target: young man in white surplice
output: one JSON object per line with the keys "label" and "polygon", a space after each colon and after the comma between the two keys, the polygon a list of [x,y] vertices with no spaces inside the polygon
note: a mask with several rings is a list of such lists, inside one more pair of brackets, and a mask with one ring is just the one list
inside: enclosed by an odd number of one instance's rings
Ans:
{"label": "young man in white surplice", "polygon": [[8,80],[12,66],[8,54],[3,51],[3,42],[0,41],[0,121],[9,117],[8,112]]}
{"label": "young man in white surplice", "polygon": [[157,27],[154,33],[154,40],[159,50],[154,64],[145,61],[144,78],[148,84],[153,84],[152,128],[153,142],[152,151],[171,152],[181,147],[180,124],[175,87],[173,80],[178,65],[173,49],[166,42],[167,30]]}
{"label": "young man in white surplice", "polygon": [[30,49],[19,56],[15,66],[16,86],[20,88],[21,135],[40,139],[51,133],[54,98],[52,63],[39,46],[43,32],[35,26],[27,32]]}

= Aim =
Print all the lines of the items above again, unchanged and in the same order.

= Output =
target: young man in white surplice
output: one JSON object per line with the keys "label" and "polygon", a space after each colon and after the comma between the two keys, the polygon a list of [x,y] vertices with no spaces inside the polygon
note: a mask with several rings is a list of such lists, inside one more pair of brackets, and a mask with one ring is just the one list
inside: enclosed by an odd number of one instance's rings
Ans:
{"label": "young man in white surplice", "polygon": [[8,80],[12,66],[8,54],[3,51],[3,42],[0,41],[0,121],[9,117],[8,112]]}
{"label": "young man in white surplice", "polygon": [[157,27],[154,33],[154,40],[159,50],[154,64],[145,61],[144,78],[148,84],[153,84],[152,128],[153,142],[152,151],[171,152],[181,147],[180,124],[175,87],[173,80],[178,65],[173,49],[166,42],[167,30]]}
{"label": "young man in white surplice", "polygon": [[30,49],[19,56],[15,66],[16,86],[20,88],[21,135],[40,139],[51,133],[54,98],[52,63],[39,46],[43,32],[35,26],[27,32]]}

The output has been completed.